DATA PROVIDED >>
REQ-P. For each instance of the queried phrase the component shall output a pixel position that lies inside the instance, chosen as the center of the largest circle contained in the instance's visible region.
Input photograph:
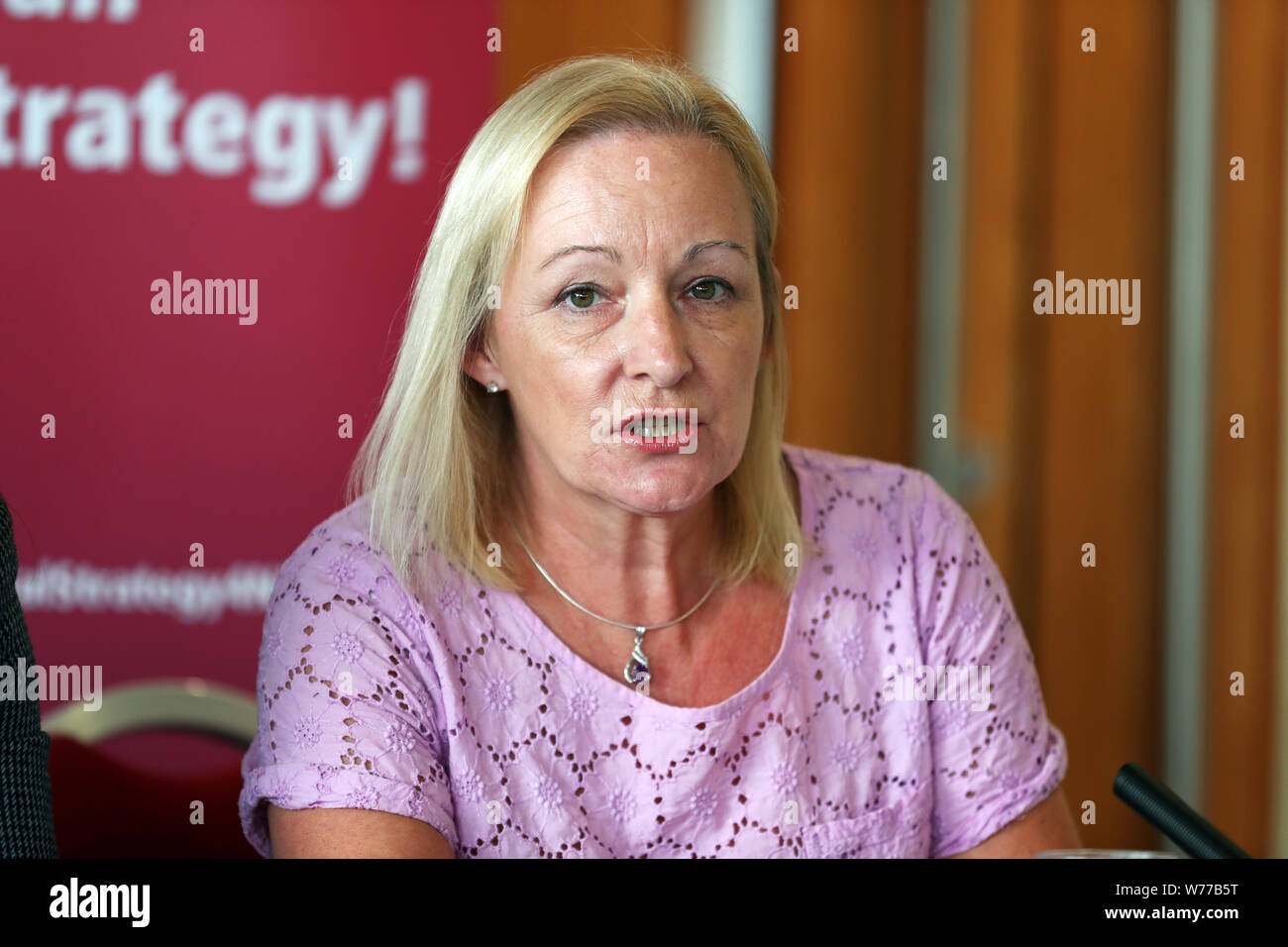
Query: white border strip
(1184, 552)
(733, 43)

DIRECTIVE >>
Return every line of the records above verbatim, in their original order, and omit the pictures.

WRITTEN ANSWER >>
REQ-P. For each instance of the queried phrase the component shall output a pixel position that lies inside the instance, chosen as the center of the largest circle contained in the instance's visible region.
Input photograph:
Query: white border strip
(1184, 552)
(733, 43)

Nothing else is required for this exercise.